Point annotation dataset rows
▬▬▬

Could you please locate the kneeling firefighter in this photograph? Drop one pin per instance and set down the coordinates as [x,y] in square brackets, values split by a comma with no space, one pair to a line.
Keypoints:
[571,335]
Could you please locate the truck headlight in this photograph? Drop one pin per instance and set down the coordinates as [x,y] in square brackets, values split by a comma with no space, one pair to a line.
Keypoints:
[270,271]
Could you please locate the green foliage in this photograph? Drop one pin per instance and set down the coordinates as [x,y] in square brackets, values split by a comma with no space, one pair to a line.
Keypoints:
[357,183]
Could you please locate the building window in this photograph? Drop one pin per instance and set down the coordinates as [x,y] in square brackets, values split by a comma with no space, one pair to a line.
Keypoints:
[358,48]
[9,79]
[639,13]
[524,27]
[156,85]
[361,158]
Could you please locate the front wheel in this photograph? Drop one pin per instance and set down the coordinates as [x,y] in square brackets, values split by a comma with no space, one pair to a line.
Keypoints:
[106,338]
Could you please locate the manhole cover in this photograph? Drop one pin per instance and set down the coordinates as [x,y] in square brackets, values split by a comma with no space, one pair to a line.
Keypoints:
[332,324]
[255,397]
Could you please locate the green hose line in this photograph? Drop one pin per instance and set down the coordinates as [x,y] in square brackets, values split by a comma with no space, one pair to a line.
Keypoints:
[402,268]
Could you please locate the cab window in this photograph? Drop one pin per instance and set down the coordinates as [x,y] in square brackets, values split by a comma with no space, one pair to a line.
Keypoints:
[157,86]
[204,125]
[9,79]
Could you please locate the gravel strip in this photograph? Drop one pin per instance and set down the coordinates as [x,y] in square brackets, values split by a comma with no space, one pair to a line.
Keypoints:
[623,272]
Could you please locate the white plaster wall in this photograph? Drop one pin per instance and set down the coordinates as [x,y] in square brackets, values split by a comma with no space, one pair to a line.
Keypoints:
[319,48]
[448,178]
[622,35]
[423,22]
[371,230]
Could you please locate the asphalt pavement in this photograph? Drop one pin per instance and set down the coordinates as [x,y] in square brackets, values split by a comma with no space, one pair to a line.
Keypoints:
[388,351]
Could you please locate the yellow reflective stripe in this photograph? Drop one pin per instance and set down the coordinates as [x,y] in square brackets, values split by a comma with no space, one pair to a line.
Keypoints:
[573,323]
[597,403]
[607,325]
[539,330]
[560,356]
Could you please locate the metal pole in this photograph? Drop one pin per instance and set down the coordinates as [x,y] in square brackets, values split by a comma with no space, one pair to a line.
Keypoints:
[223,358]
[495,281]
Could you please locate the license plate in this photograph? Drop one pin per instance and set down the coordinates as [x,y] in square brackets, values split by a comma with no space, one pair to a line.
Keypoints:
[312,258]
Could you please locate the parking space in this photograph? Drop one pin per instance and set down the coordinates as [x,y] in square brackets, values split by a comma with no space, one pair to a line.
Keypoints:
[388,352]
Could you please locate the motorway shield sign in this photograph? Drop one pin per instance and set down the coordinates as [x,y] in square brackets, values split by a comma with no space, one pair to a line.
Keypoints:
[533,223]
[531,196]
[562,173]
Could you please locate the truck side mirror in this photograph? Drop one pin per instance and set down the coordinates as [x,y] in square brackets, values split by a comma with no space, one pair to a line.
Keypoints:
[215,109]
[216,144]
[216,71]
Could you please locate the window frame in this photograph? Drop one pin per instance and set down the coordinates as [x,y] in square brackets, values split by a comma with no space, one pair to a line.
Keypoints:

▬▬▬

PROBLEM TO WORK ON ::
Update the rows from the line with "Could you please locate the truck side" through the end of the rows, replacing "side mirror" with "wing mirror" and leaving the rest unchanged.

SOLVED PROBLEM ::
Could you please locate the truck wing mirror in this photograph? Drop one pin per instance and set down the coordinates as [x,y] in square brackets, values split by a comma with no space, one pair to a line.
Keypoints:
[215,109]
[216,144]
[216,71]
Could you please locate the window frame in this photograph? Drop one pin per instance and set down the coordinates as [x,y] in square brackets, values split by a comma with no space, one pair to a line.
Keypoints:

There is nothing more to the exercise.